┌─ MATERIAL FOR THIS TASK

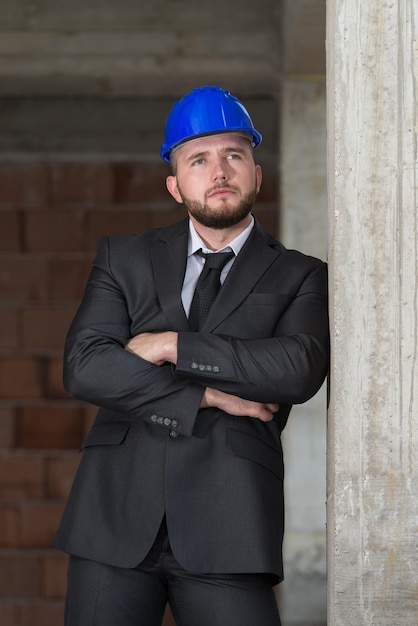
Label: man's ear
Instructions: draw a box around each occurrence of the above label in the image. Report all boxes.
[255,165,263,193]
[165,176,183,204]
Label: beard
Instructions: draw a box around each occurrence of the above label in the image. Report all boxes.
[179,185,257,230]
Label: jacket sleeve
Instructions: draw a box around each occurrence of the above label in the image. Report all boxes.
[176,263,329,404]
[64,239,204,434]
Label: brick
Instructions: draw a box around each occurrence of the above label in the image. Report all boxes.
[0,357,43,398]
[23,210,84,252]
[0,408,16,448]
[0,210,21,252]
[20,502,63,548]
[46,452,81,500]
[0,255,47,301]
[43,552,68,599]
[0,504,20,548]
[257,154,279,202]
[45,358,68,398]
[48,162,113,205]
[0,161,47,206]
[0,306,18,350]
[0,456,45,498]
[22,304,77,351]
[86,209,151,250]
[16,406,83,449]
[21,602,64,626]
[150,203,186,228]
[0,601,21,626]
[48,255,93,302]
[113,161,170,204]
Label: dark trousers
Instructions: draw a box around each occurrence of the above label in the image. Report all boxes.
[64,527,280,626]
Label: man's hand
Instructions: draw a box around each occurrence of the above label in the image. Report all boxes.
[200,387,279,422]
[125,331,177,365]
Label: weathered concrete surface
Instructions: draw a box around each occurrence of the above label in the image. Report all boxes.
[327,0,418,626]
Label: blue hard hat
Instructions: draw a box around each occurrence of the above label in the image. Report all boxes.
[160,87,261,163]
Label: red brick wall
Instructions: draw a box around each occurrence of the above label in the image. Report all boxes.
[0,157,277,626]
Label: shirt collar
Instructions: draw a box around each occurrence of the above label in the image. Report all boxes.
[187,215,254,257]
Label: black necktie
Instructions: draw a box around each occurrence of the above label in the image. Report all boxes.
[189,250,234,331]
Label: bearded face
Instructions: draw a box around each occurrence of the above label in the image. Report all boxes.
[174,185,257,229]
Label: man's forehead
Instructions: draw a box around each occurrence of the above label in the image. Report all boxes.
[173,133,251,155]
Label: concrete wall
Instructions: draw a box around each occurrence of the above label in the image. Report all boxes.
[0,0,332,626]
[327,0,418,626]
[279,0,327,626]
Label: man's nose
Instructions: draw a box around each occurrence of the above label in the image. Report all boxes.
[212,158,228,180]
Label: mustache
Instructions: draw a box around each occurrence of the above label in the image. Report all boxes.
[206,183,238,196]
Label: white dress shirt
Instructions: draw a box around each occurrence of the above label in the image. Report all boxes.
[181,216,254,317]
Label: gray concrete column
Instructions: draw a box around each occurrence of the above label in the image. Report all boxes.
[327,0,418,626]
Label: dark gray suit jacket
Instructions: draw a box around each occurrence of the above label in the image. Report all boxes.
[54,220,329,582]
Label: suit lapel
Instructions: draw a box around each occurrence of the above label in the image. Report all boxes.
[201,222,280,332]
[151,220,189,331]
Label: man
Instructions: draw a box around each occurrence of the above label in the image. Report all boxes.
[54,87,328,626]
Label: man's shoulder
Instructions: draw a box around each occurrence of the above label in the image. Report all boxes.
[99,220,187,250]
[256,222,324,267]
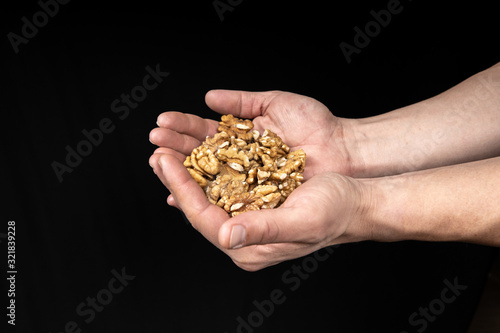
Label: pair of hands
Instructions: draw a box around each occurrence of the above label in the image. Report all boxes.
[149,90,370,271]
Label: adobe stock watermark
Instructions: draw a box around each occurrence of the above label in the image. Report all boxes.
[50,64,170,183]
[401,276,467,333]
[225,245,340,333]
[7,0,70,54]
[50,267,135,333]
[212,0,243,22]
[339,0,411,64]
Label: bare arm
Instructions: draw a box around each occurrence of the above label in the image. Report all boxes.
[342,63,500,177]
[362,157,500,246]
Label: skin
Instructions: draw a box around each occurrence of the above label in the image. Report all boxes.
[149,64,500,271]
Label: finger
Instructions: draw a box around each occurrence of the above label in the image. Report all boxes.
[149,127,201,155]
[205,90,282,119]
[219,207,318,249]
[167,194,181,210]
[155,154,229,247]
[156,111,219,141]
[153,147,186,163]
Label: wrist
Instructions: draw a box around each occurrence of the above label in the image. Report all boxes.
[338,118,366,177]
[359,175,410,242]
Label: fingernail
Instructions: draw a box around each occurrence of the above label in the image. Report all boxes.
[229,225,247,249]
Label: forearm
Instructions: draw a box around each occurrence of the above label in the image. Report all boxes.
[362,157,500,246]
[342,63,500,177]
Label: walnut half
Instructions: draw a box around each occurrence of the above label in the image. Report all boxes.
[184,115,306,216]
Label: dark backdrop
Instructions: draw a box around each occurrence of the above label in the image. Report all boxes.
[0,0,499,333]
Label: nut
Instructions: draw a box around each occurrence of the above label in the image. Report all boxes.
[184,115,306,216]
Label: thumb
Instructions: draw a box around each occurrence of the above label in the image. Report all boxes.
[205,90,280,119]
[219,207,318,249]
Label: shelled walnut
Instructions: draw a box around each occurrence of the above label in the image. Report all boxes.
[184,115,306,216]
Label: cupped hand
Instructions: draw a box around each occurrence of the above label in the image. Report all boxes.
[150,90,352,180]
[150,90,366,270]
[150,150,371,271]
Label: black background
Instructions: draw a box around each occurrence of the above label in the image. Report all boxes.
[0,0,500,333]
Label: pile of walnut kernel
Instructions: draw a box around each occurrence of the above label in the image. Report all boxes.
[184,115,306,216]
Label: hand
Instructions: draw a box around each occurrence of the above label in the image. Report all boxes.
[150,90,368,270]
[150,90,353,180]
[150,154,372,271]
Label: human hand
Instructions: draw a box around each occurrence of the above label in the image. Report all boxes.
[150,153,371,271]
[150,90,352,180]
[146,91,370,270]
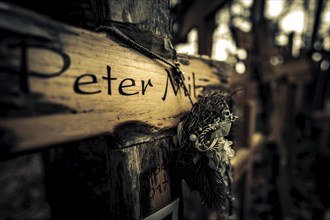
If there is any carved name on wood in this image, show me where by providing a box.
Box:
[0,3,224,152]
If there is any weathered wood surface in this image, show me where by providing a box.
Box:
[0,3,221,152]
[45,137,181,219]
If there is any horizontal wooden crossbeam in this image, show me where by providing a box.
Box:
[0,3,227,152]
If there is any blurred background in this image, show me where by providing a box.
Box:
[171,0,330,220]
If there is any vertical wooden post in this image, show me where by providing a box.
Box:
[36,0,181,219]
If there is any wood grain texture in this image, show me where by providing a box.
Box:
[0,3,226,152]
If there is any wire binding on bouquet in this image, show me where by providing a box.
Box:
[178,91,237,211]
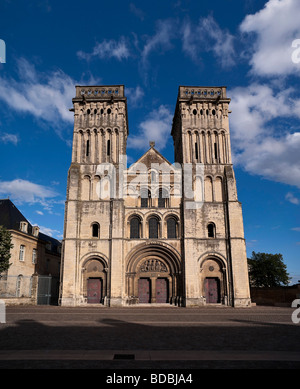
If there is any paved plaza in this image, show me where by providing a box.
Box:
[0,305,300,369]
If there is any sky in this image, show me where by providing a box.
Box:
[0,0,300,284]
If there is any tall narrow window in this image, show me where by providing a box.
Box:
[149,217,158,239]
[158,189,168,208]
[32,249,37,265]
[195,142,198,161]
[19,244,25,261]
[130,217,141,239]
[167,217,177,239]
[85,140,90,157]
[141,189,151,208]
[214,143,218,159]
[92,223,100,238]
[207,223,216,238]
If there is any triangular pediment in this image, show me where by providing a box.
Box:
[128,146,172,172]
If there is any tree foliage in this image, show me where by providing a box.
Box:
[0,226,13,274]
[248,251,290,287]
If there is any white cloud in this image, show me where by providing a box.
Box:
[128,105,173,149]
[126,85,145,107]
[0,59,76,125]
[77,37,130,61]
[285,192,300,205]
[240,0,300,76]
[182,16,235,68]
[0,179,58,204]
[0,133,19,145]
[40,226,62,239]
[229,84,300,187]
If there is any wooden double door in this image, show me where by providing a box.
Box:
[205,278,220,304]
[138,278,169,304]
[87,278,103,304]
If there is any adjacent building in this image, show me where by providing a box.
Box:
[0,199,61,303]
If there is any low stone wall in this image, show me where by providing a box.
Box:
[1,297,36,306]
[250,285,300,306]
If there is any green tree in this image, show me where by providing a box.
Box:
[0,226,13,274]
[248,251,291,287]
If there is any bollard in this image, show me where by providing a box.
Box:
[0,300,6,323]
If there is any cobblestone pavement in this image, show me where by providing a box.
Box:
[0,306,300,369]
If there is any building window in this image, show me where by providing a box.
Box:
[130,216,141,239]
[167,217,177,239]
[207,223,216,238]
[149,217,158,239]
[92,223,100,238]
[85,140,90,157]
[158,189,169,208]
[19,244,25,261]
[32,249,37,265]
[141,189,151,208]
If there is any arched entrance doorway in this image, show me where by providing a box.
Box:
[126,244,182,305]
[82,257,107,304]
[200,257,228,305]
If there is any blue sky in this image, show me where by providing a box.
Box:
[0,0,300,282]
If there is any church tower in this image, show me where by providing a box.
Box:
[172,86,250,306]
[60,85,128,306]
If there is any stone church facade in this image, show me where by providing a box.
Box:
[60,85,251,307]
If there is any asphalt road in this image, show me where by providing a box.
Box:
[0,306,300,371]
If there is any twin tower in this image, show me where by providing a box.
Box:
[60,85,251,307]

└─

## TASK TO CARRY OUT
Copy the records word for word, starting at the beginning and continuing through the line that contains "[187,215,254,257]", including that line. Leave the pictures out of your copy.

## CORRECT RESPONSE
Label: man's ear
Instructions: draw a box around each occurrence of the above label in the image. Report all boxes.
[255,165,263,193]
[165,176,183,204]
Label: beard
Instructions: draw a box around each occurrence of the above label in the image. Report all boxes.
[179,185,257,230]
Label: jacket sleeve
Instructions: draw a box around each occurrence of the above label in the image. Report all boxes.
[176,263,329,404]
[64,239,204,434]
Label: brick
Instructions: draw a box around each occurrence of the above label in the image. Report all boxes.
[0,357,43,398]
[23,210,84,252]
[0,408,16,448]
[0,210,21,252]
[20,502,63,548]
[46,452,81,500]
[0,255,47,301]
[43,552,68,599]
[0,504,20,548]
[257,154,279,202]
[45,358,68,398]
[48,162,113,205]
[0,161,47,206]
[0,306,18,350]
[0,456,45,498]
[22,304,77,351]
[86,209,151,250]
[16,406,83,449]
[21,602,64,626]
[150,203,186,228]
[0,601,21,626]
[48,255,93,302]
[113,161,170,204]
Label: dark trousers
Instructions: draw a box around each occurrence of the above label in the image. Report all boxes.
[64,527,280,626]
Label: man's hand
Instructions: draw a box around each occurrence of the above label in the image. Report all boxes.
[200,387,279,422]
[125,331,177,365]
Label: weathered concrete surface
Instructions: draw a box around each occurrence of the above label in the image. Report all boxes.
[327,0,418,626]
Label: blue hard hat
Instructions: draw a box around each occurrence of the above label in the image. Report all boxes.
[160,87,261,163]
Label: red brick wall
Instructions: draw a box around each occurrence of the above label in the image. Report all boxes.
[0,157,277,626]
Label: shirt collar
Instructions: draw a box around each occurrence of the above label in the image. Report all boxes.
[187,215,254,257]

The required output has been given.